* **Extrait de page**
# # # # #

Ces développements indiquent la formation de ce que le premier ministre de Malaisie Abdullah Ahmad Badawi qualifia d'«énorme gouffre» entre le monde musulman et l'Occident. Ou, dans le langage plus belliqueux du fameux imam sunnite Youssef al Qaradawi, «Nous devons dire aux Européens: nous pouvons vivre sans vous, mais vous ne pouvez pas vivre sans nous».
Si le gouffre devait s'élargir encore, accompagné de nouvelles réductions des relations personnelles et commerciales et des échanges diplomatiques, le monde musulman prendrait probablement encore plus de retard qu'à présent. Comme je l'écrivais en l'an 2000, «Quel que soit le critère considéré, on trouve les Musulmans en queue de classement – que ce soit en termes de prouesses militaires, de stabilité politique, de développement économique, de corruption, de droits humains, de santé, de longévité ou d'alphabétisme.

# # # # #

* **Extraits de données**

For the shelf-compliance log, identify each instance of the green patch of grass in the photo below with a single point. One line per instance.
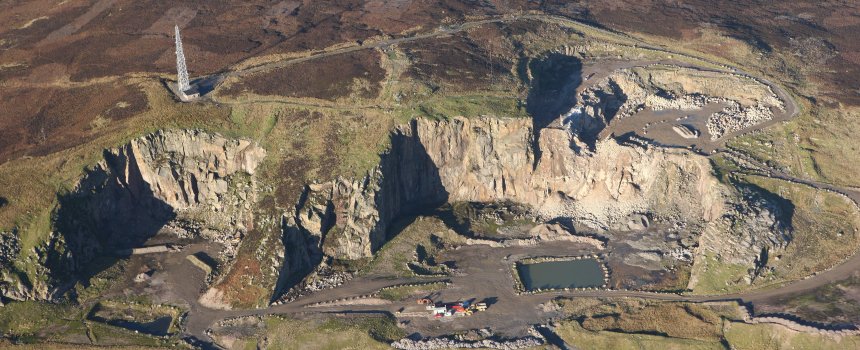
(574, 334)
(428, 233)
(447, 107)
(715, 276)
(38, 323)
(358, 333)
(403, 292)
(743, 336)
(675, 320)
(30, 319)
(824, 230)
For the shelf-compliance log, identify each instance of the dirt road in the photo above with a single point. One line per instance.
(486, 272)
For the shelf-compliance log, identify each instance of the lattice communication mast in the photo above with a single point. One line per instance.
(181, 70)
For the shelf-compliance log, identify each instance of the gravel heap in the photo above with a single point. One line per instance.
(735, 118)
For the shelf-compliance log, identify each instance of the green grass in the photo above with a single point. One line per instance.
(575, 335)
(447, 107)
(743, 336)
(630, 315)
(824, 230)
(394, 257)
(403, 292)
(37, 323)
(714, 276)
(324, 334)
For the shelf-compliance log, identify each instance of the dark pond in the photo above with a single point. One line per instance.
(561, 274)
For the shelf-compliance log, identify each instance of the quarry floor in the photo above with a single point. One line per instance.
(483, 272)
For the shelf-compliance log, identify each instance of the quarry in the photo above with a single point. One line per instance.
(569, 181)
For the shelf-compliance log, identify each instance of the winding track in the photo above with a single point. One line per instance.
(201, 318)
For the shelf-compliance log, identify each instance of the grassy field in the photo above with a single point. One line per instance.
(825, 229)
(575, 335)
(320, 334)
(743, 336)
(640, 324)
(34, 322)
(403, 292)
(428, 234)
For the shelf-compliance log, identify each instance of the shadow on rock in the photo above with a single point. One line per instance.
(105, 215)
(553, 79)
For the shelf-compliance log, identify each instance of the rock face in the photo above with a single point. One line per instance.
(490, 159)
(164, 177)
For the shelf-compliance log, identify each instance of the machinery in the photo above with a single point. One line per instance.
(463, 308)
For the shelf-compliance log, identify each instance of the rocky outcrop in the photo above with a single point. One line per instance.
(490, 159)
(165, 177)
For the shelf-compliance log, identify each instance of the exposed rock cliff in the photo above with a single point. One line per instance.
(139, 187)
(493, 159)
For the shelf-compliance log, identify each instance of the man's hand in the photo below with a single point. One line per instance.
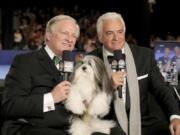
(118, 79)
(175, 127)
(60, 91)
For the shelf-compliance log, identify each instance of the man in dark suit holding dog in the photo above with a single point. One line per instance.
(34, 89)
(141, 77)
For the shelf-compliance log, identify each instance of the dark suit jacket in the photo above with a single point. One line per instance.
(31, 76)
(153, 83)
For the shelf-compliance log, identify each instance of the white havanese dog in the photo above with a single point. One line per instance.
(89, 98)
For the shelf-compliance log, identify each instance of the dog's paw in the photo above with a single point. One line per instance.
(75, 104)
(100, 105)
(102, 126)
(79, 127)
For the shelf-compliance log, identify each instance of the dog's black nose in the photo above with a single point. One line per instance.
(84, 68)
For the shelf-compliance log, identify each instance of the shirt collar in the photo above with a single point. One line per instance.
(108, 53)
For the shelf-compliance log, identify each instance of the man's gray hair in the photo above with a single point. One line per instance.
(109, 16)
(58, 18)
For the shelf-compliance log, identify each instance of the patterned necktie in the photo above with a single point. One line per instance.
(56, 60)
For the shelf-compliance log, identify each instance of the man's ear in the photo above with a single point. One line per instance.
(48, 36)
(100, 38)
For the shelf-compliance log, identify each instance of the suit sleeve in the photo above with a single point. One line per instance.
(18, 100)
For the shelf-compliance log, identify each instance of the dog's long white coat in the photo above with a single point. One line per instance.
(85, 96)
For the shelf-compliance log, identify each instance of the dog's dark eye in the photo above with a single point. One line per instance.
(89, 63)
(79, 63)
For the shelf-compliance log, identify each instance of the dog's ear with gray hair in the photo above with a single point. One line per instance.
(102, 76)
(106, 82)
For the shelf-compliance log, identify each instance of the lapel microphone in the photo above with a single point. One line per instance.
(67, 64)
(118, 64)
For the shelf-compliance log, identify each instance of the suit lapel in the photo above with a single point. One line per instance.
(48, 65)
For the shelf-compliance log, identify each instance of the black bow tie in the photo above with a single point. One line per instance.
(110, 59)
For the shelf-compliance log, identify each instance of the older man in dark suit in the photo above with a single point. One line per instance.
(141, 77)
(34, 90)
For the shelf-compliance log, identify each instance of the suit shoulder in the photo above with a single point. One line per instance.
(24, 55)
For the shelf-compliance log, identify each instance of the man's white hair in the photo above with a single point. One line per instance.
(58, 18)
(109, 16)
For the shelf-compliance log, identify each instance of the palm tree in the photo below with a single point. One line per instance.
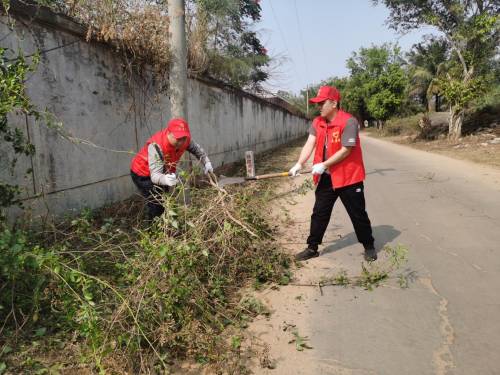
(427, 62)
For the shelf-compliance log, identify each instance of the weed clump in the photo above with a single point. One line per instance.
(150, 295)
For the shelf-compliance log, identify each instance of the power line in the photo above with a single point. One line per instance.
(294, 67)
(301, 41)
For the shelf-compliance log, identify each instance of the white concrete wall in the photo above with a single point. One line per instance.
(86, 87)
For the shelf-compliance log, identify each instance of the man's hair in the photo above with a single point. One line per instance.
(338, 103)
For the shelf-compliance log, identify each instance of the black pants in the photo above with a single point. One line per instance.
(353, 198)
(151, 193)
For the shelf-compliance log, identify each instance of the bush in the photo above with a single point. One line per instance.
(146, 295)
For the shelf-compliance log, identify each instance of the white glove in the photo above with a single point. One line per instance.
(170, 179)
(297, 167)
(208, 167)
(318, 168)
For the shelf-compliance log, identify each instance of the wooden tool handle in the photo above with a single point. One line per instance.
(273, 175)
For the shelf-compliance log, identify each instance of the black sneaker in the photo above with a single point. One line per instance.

# # # # #

* **Consigne de travail**
Rédigez la suite du texte sur le gouffre entre le monde musulman et l'Occident, en reprenant après sa dernière phrase. Les entrées proviennent d'une autre source que l'extrait.

* **Réponse attendue**
Le désengagement va encore aggraver la situation déjà difficile des Musulmans. La diminution des contacts avec les pays les plus modernes, les plus puissants et les plus avancés du monde actuel conduira certainement les Musulmans à réaliser des résultats encore plus mauvais et à sombrer davantage encore dans l'apitoiement sur eux-mêmes, la jalousie, la rancur, la colère et l'agressivité.
Ces circonstances traumatisantes expliquent bien, et ce à plus forte raison lorsqu'on les compare aux succès des Musulmans pré-modernes, la crise identitaire qui incite souvent les Musulmans à chercher refuge dans l'Islam radical. Pour le bien de tous, il est important que les Musulmans commencent à négocier avec plus de réussite leur voie vers la modernité, et non vers l'isolation.